▸ Work item
The answer should be each line from the entries below that has the word "white" in it.

BEGIN

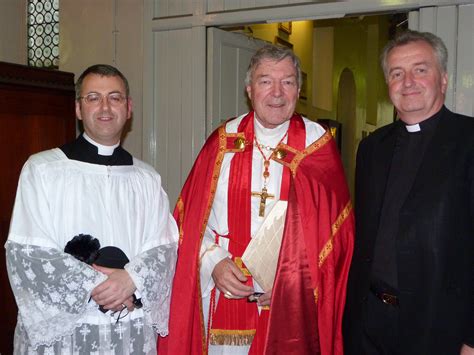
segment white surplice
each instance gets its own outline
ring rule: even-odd
[[[91,291],[106,276],[63,252],[78,234],[116,246],[143,308],[117,322]],[[21,172],[7,251],[19,308],[16,354],[156,354],[167,335],[178,230],[159,174],[70,160],[58,148],[31,156]],[[122,317],[120,315],[120,317]]]

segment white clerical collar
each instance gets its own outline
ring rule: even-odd
[[[405,125],[405,128],[410,133],[421,131],[420,125],[418,123],[411,124],[411,125]]]
[[[273,140],[280,140],[281,137],[288,131],[288,127],[290,126],[290,120],[283,122],[281,125],[276,126],[274,128],[266,128],[263,127],[262,124],[257,119],[255,115],[254,119],[254,127],[255,127],[255,135],[260,142],[268,142],[270,143]],[[268,144],[267,143],[267,144]]]
[[[88,141],[90,144],[93,144],[97,147],[97,151],[99,155],[107,155],[110,156],[114,154],[115,148],[117,148],[120,145],[120,141],[117,144],[114,145],[102,145],[94,141],[91,137],[89,137],[86,132],[83,133],[83,137],[86,141]]]

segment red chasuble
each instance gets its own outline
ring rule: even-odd
[[[244,120],[249,116],[253,118],[253,112]],[[252,139],[245,132],[226,133],[221,126],[206,141],[184,185],[174,212],[180,239],[169,336],[160,339],[159,354],[207,353],[199,282],[201,241],[224,154],[245,152]],[[290,140],[288,144],[279,145],[284,152],[280,159],[273,158],[288,170],[290,186],[269,323],[257,330],[258,339],[259,332],[267,333],[263,344],[251,350],[342,354],[354,219],[339,153],[329,132],[306,149],[291,147]]]

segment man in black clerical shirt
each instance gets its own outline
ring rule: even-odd
[[[108,90],[101,93],[96,87]],[[76,116],[84,133],[61,147],[69,159],[101,165],[133,164],[130,153],[120,145],[125,123],[132,116],[132,100],[128,80],[119,70],[100,64],[81,74],[76,81]]]
[[[382,54],[399,120],[358,149],[346,354],[474,354],[474,119],[444,106],[447,56],[416,31]]]

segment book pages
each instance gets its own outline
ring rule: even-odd
[[[287,201],[275,204],[242,255],[245,266],[265,292],[273,288],[287,205]]]

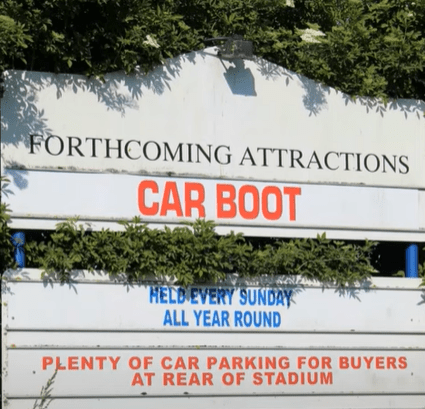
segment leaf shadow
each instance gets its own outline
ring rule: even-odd
[[[202,52],[192,52],[170,58],[148,73],[137,68],[129,75],[114,72],[106,74],[102,79],[77,74],[5,71],[5,92],[1,101],[2,144],[15,147],[23,144],[29,148],[29,135],[47,137],[54,132],[48,121],[52,113],[47,113],[39,106],[41,93],[47,93],[46,97],[52,101],[60,100],[65,93],[70,92],[76,95],[94,94],[107,110],[119,112],[124,117],[127,111],[139,108],[138,100],[143,98],[145,92],[161,95],[171,91],[173,81],[183,69],[183,62],[195,64],[197,55],[205,58]],[[67,112],[55,115],[60,115],[60,119],[66,123]],[[33,147],[35,150],[39,148]],[[7,161],[5,163],[9,167],[14,166]]]

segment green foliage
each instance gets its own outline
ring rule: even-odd
[[[1,176],[1,192],[4,194],[5,185],[9,182],[8,179]],[[4,203],[0,203],[0,266],[1,272],[8,268],[14,267],[13,260],[13,245],[10,241],[10,227],[8,222],[10,220],[10,210]]]
[[[140,218],[124,231],[86,231],[75,219],[58,224],[47,242],[26,244],[28,265],[62,281],[72,270],[125,273],[130,281],[172,277],[182,285],[217,282],[226,273],[241,276],[297,274],[340,286],[370,277],[373,243],[364,246],[317,240],[274,240],[254,248],[241,234],[219,236],[211,221],[197,220],[173,230],[149,229]]]
[[[297,274],[340,286],[370,277],[376,271],[370,264],[375,243],[363,246],[331,241],[325,235],[317,239],[278,241],[256,252],[253,260],[259,274]]]
[[[350,95],[424,98],[424,1],[293,3],[4,0],[0,70],[147,71],[204,48],[205,38],[236,33],[258,56]]]
[[[123,232],[87,232],[75,219],[58,224],[46,242],[26,245],[27,263],[67,280],[71,270],[125,273],[129,280],[150,275],[176,277],[184,285],[217,281],[236,272],[250,246],[241,235],[218,236],[212,222],[198,220],[174,230],[148,229],[140,218],[121,223]],[[246,262],[246,261],[245,261]]]
[[[31,37],[23,24],[3,15],[0,6],[0,73],[9,64],[26,64],[25,49]]]
[[[326,35],[297,51],[296,71],[351,95],[424,98],[423,1],[321,3]]]
[[[25,61],[9,54],[7,67],[87,75],[148,70],[199,44],[166,1],[6,0],[0,14],[25,25],[32,41],[20,49]]]

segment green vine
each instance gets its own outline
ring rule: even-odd
[[[0,177],[1,183],[1,194],[6,194],[6,186],[9,183],[9,180],[4,176]],[[8,225],[10,220],[10,209],[8,206],[1,202],[0,203],[0,265],[2,268],[14,267],[15,263],[13,261],[13,246],[10,241],[10,227]]]
[[[32,409],[47,409],[52,402],[53,383],[55,382],[58,370],[47,380],[45,386],[41,387],[40,397],[34,402]]]
[[[375,272],[370,256],[375,243],[363,246],[326,239],[273,240],[254,246],[241,234],[219,236],[211,221],[197,220],[173,230],[149,229],[140,218],[122,222],[123,232],[91,232],[76,219],[60,223],[46,241],[26,244],[28,265],[62,281],[72,270],[103,270],[129,280],[175,277],[182,285],[217,282],[226,273],[240,276],[297,274],[344,286]]]

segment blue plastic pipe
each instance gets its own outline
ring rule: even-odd
[[[19,268],[25,267],[25,233],[18,232],[12,235],[11,239],[15,247],[14,257]]]
[[[418,246],[411,244],[406,249],[406,277],[418,278]]]

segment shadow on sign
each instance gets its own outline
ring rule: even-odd
[[[223,74],[232,93],[246,97],[257,96],[255,80],[251,70],[245,67],[241,59],[235,60],[234,64],[234,67],[225,67],[226,72]]]

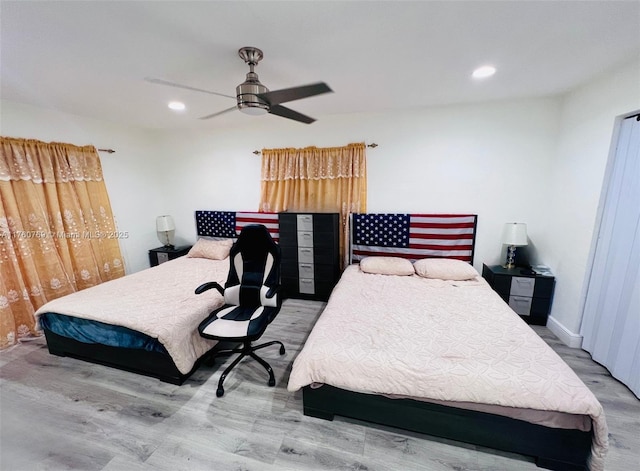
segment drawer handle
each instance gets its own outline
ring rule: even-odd
[[[300,249],[300,251],[304,253],[311,253],[311,249]]]
[[[306,265],[306,264],[301,263],[300,264],[300,268],[313,268],[313,265]]]
[[[520,283],[523,285],[530,285],[534,282],[534,280],[531,280],[531,279],[524,279],[524,280],[521,278],[514,278],[514,279],[516,280],[516,283]]]

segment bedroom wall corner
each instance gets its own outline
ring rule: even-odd
[[[160,245],[155,218],[164,210],[154,135],[143,129],[7,100],[0,101],[3,136],[111,148],[100,161],[120,239],[126,272],[149,267],[148,250]]]
[[[551,204],[541,245],[556,275],[550,329],[568,345],[579,337],[597,211],[616,117],[640,108],[635,59],[562,97],[549,178]],[[563,333],[564,332],[564,333]],[[579,346],[579,345],[578,345]]]

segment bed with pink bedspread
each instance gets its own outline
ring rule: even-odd
[[[602,406],[479,275],[452,281],[350,265],[288,388],[303,389],[306,415],[530,455],[550,469],[604,469]]]

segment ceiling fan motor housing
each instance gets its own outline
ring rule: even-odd
[[[258,80],[258,74],[249,72],[247,80],[236,87],[238,109],[247,114],[265,114],[269,111],[269,103],[258,94],[267,93],[269,89]]]
[[[236,87],[238,97],[238,109],[243,113],[260,115],[269,112],[269,103],[258,94],[267,93],[269,89],[260,83],[258,74],[253,71],[253,67],[258,65],[264,55],[257,47],[243,47],[238,51],[238,55],[249,66],[247,79]]]

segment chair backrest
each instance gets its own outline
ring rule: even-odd
[[[280,296],[267,297],[280,286],[280,247],[262,224],[245,226],[229,252],[226,304],[279,306]]]

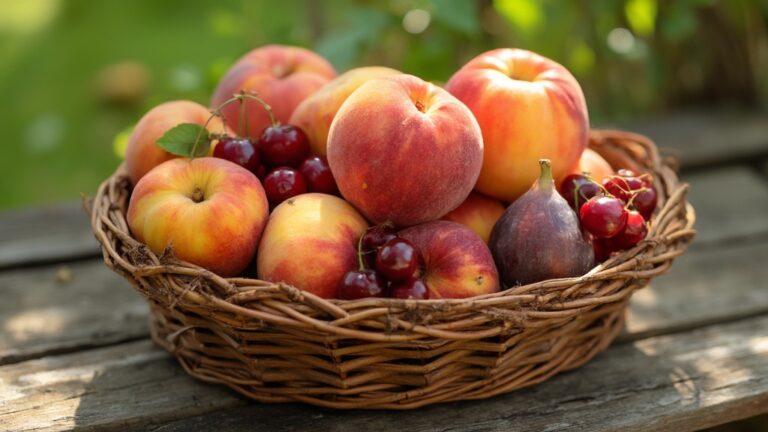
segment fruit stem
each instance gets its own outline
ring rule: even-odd
[[[549,159],[539,159],[541,174],[539,175],[539,189],[550,190],[554,187],[555,181],[552,180],[552,163]]]
[[[264,108],[264,111],[266,111],[267,115],[269,115],[269,121],[272,123],[272,126],[278,126],[280,124],[280,122],[277,121],[277,119],[275,118],[275,113],[272,112],[272,107],[269,106],[269,104],[266,103],[264,99],[257,96],[256,93],[246,93],[245,91],[240,90],[240,94],[235,96],[240,98],[255,100],[256,102],[261,104],[261,106]]]
[[[363,262],[363,237],[365,236],[365,233],[360,235],[360,238],[357,240],[357,265],[359,266],[358,270],[363,271],[365,270],[365,262]]]

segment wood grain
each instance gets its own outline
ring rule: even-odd
[[[157,430],[682,432],[768,411],[768,317],[614,346],[530,389],[407,412],[219,411],[244,401],[188,378],[148,342],[4,366],[0,382],[0,426],[19,431],[146,430],[183,419]]]

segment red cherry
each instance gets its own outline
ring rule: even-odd
[[[633,191],[644,188],[645,184],[637,177],[610,176],[603,180],[603,187],[626,204],[634,195]]]
[[[618,174],[621,177],[637,177],[637,173],[626,168],[622,168],[616,171],[616,174]]]
[[[366,267],[373,268],[376,265],[379,248],[395,237],[395,230],[388,225],[376,225],[363,234],[361,246]]]
[[[423,280],[410,279],[393,283],[390,287],[390,296],[399,299],[426,300],[429,298],[429,289]]]
[[[397,237],[387,241],[376,254],[376,271],[392,282],[410,279],[418,266],[416,248],[404,238]]]
[[[599,195],[600,186],[582,174],[571,174],[560,182],[560,195],[576,211],[593,196]],[[577,192],[578,191],[578,192]]]
[[[341,280],[338,297],[343,300],[383,297],[386,286],[386,283],[373,270],[350,271]]]
[[[297,168],[309,154],[309,141],[298,127],[281,124],[264,129],[259,137],[259,148],[268,167]]]
[[[581,206],[579,220],[581,226],[595,237],[613,237],[627,223],[627,210],[618,198],[593,197]]]
[[[234,162],[254,174],[260,166],[259,150],[248,138],[222,138],[214,147],[213,156]]]
[[[643,215],[635,210],[627,212],[627,223],[620,233],[611,237],[610,242],[613,250],[624,250],[640,243],[648,234],[648,226],[645,224]]]
[[[264,192],[273,206],[288,198],[307,192],[307,183],[300,172],[293,168],[280,167],[264,177]]]
[[[263,182],[264,177],[266,177],[268,174],[267,167],[265,167],[264,164],[259,164],[259,167],[256,168],[256,172],[254,174],[256,174],[256,177],[258,177],[259,180]]]
[[[656,189],[653,186],[646,185],[645,189],[635,195],[632,200],[632,206],[643,215],[645,220],[651,220],[651,215],[656,209]]]
[[[331,167],[328,166],[328,159],[325,156],[310,156],[304,159],[299,171],[307,180],[311,192],[339,194],[339,188],[336,187],[336,180],[333,179]]]

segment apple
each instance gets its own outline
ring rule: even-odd
[[[184,100],[160,104],[144,114],[131,132],[125,149],[125,166],[131,182],[135,185],[152,168],[178,157],[156,144],[163,134],[179,123],[202,126],[209,117],[208,108]],[[218,117],[214,117],[207,128],[210,132],[230,133]]]
[[[304,48],[267,45],[245,54],[227,71],[213,93],[211,105],[218,107],[240,90],[255,92],[272,107],[281,123],[287,123],[293,110],[336,76],[327,60]],[[256,101],[246,102],[247,131],[243,134],[258,138],[269,126],[270,119]],[[222,110],[227,124],[240,131],[240,107],[229,104]]]
[[[261,183],[224,159],[171,159],[139,180],[128,206],[133,236],[156,254],[171,248],[184,261],[220,276],[251,262],[269,218]]]
[[[433,221],[406,228],[399,235],[421,253],[421,277],[430,299],[473,297],[499,290],[491,251],[464,225]]]
[[[589,173],[596,182],[602,183],[603,179],[614,174],[611,164],[608,163],[600,153],[592,149],[584,149],[579,164],[571,174]]]
[[[460,206],[443,216],[443,220],[464,225],[488,243],[493,226],[504,213],[504,209],[501,201],[472,192]]]
[[[364,83],[401,72],[381,66],[351,69],[304,99],[291,115],[290,124],[300,127],[309,138],[312,153],[325,156],[331,122],[352,92]]]
[[[256,258],[259,279],[284,282],[336,298],[341,280],[358,268],[357,244],[368,223],[333,195],[308,193],[275,207]]]
[[[587,145],[589,118],[576,79],[560,64],[521,49],[481,54],[445,86],[483,131],[485,154],[476,189],[512,202],[551,159],[555,178],[573,172]]]
[[[347,201],[374,223],[441,218],[472,191],[483,139],[472,113],[412,75],[363,84],[328,135],[328,163]]]

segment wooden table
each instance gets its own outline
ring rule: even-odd
[[[635,124],[684,161],[700,235],[594,361],[408,412],[250,403],[147,336],[77,203],[0,213],[0,430],[690,431],[768,412],[768,116]]]

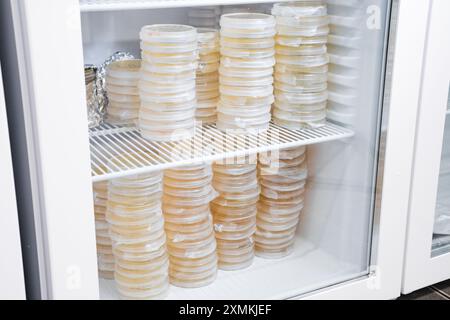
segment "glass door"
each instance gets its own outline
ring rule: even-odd
[[[450,24],[448,1],[431,2],[422,74],[403,292],[450,278]]]

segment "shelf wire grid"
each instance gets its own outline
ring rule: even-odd
[[[268,130],[225,133],[215,125],[197,126],[186,140],[154,142],[135,127],[103,124],[90,129],[93,182],[165,170],[201,162],[324,143],[352,137],[350,129],[327,123],[315,129],[288,130],[271,123]],[[111,161],[114,159],[114,161]]]

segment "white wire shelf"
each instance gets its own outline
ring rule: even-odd
[[[198,126],[193,138],[177,142],[150,142],[134,127],[103,124],[90,130],[92,180],[164,170],[200,162],[253,155],[296,146],[349,138],[353,131],[327,123],[317,129],[287,130],[270,124],[267,131],[236,135],[224,133],[215,125]],[[109,160],[118,155],[118,164]]]
[[[289,0],[278,0],[284,2]],[[272,3],[273,0],[80,0],[81,12]]]

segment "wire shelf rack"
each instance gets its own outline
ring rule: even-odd
[[[288,130],[273,123],[264,132],[245,135],[220,131],[215,125],[196,128],[195,136],[176,142],[145,140],[135,127],[103,124],[90,129],[92,180],[99,182],[200,162],[324,143],[352,137],[350,129],[327,123],[315,129]],[[110,161],[126,156],[121,161]]]

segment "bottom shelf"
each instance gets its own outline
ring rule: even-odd
[[[169,300],[291,299],[352,280],[368,272],[315,248],[302,238],[295,251],[280,260],[256,258],[250,268],[219,271],[217,280],[203,288],[170,287]],[[100,298],[116,300],[114,281],[100,279]]]

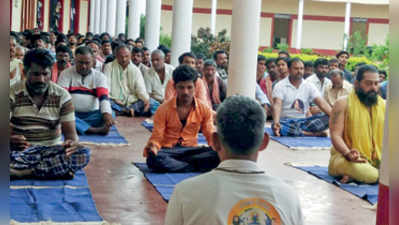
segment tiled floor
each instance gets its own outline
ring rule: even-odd
[[[142,149],[150,133],[142,118],[117,118],[117,127],[130,145],[92,147],[87,176],[100,215],[122,225],[163,224],[167,204],[132,162],[144,162]],[[329,151],[291,151],[271,142],[261,152],[258,163],[273,176],[291,184],[299,194],[307,225],[374,225],[375,211],[370,204],[305,172],[284,165],[286,162],[327,165]],[[204,222],[204,224],[206,224]]]

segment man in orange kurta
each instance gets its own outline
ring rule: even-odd
[[[154,115],[154,129],[144,148],[147,165],[157,172],[209,171],[220,160],[211,147],[198,146],[200,130],[212,145],[212,110],[195,96],[197,72],[181,65],[173,72],[176,96]]]

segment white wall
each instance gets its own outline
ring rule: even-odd
[[[296,42],[297,20],[292,23],[291,46]],[[333,21],[303,20],[302,48],[341,49],[344,23]]]
[[[68,33],[69,25],[71,23],[71,0],[64,0],[64,20],[63,20],[63,33]]]
[[[89,9],[89,1],[81,0],[80,1],[80,15],[79,15],[79,30],[78,32],[81,34],[85,34],[87,32],[87,25],[89,24],[88,15]]]
[[[270,47],[273,19],[269,17],[260,18],[259,46]]]
[[[13,0],[10,6],[12,10],[11,30],[19,32],[21,30],[22,0]]]
[[[385,44],[389,33],[389,24],[369,24],[368,45]]]

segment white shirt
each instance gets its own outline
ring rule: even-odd
[[[273,88],[273,99],[282,100],[281,118],[305,118],[309,104],[317,97],[321,97],[321,94],[312,83],[302,79],[299,88],[296,88],[289,76]]]
[[[97,70],[98,72],[103,71],[103,63],[100,62],[98,59],[96,59],[96,65],[94,66],[94,69]]]
[[[165,78],[163,83],[159,79],[158,73],[154,70],[154,68],[149,68],[144,74],[144,82],[145,87],[147,89],[150,97],[155,99],[164,99],[165,97],[165,88],[168,84],[168,81],[172,79],[173,70],[175,68],[172,65],[165,63]]]
[[[105,75],[95,69],[83,77],[71,66],[61,72],[57,84],[69,91],[72,96],[75,112],[92,112],[112,114],[108,99],[108,85]]]
[[[319,77],[316,74],[309,76],[306,78],[306,81],[312,83],[320,92],[321,95],[324,95],[324,92],[327,88],[332,87],[332,82],[327,77],[324,78],[323,83],[321,83]]]
[[[255,162],[226,160],[218,168],[260,172]],[[303,216],[294,189],[267,173],[242,174],[213,170],[176,185],[168,203],[165,225],[204,224],[302,225]],[[271,218],[270,218],[271,217]],[[241,223],[234,223],[239,218]]]

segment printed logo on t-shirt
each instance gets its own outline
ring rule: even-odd
[[[281,218],[272,204],[261,198],[246,198],[230,210],[228,225],[280,225]]]
[[[305,104],[301,99],[296,99],[292,105],[291,109],[295,109],[296,111],[303,113],[305,111]]]

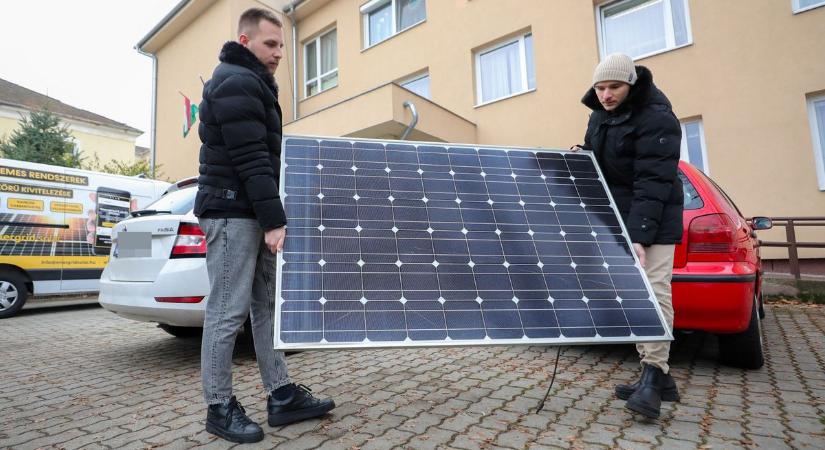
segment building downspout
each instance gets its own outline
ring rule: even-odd
[[[415,128],[415,126],[418,124],[418,111],[415,109],[415,104],[413,104],[413,102],[407,100],[407,101],[404,102],[404,107],[405,108],[410,108],[410,112],[412,113],[412,120],[410,121],[410,124],[407,125],[407,129],[404,130],[404,132],[401,134],[401,140],[402,141],[407,140],[407,136],[410,135],[413,128]]]
[[[298,120],[298,22],[295,21],[295,6],[292,2],[286,12],[292,22],[292,120]]]
[[[149,131],[151,137],[151,149],[149,150],[149,170],[152,174],[152,178],[155,178],[155,158],[157,154],[157,142],[158,142],[158,133],[157,133],[157,122],[158,122],[158,57],[153,55],[152,53],[144,52],[140,46],[136,46],[135,50],[143,56],[148,56],[152,58],[152,125],[151,130]]]

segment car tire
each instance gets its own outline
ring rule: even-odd
[[[29,289],[22,275],[10,270],[0,271],[0,319],[20,312],[28,297]]]
[[[741,333],[719,336],[719,357],[724,364],[751,370],[759,369],[765,364],[758,303],[759,299],[754,296],[748,329]]]
[[[177,338],[195,338],[203,334],[203,328],[200,327],[178,327],[175,325],[159,324],[158,328],[175,336]]]

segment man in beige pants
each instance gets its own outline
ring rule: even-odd
[[[673,252],[682,239],[679,120],[670,101],[653,84],[650,70],[634,65],[622,54],[610,55],[599,63],[582,103],[593,113],[584,144],[573,150],[593,151],[672,330]],[[631,411],[657,418],[662,400],[679,400],[667,363],[670,342],[638,344],[636,348],[641,357],[641,378],[616,386],[616,395],[627,400]]]

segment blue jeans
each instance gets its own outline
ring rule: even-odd
[[[211,405],[232,397],[232,350],[250,313],[264,389],[272,392],[289,384],[284,354],[273,348],[277,260],[264,243],[263,230],[254,219],[199,221],[206,235],[210,286],[201,343],[204,400]]]

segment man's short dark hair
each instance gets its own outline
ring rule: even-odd
[[[241,14],[241,18],[238,20],[238,34],[245,34],[251,37],[258,31],[261,20],[266,20],[278,28],[284,27],[284,24],[281,23],[281,20],[278,19],[272,11],[262,8],[249,8]]]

END

▸ Output of the task
segment white surplice
segment white clerical collar
segment "white wire shelf"
segment white wall
segment white shirt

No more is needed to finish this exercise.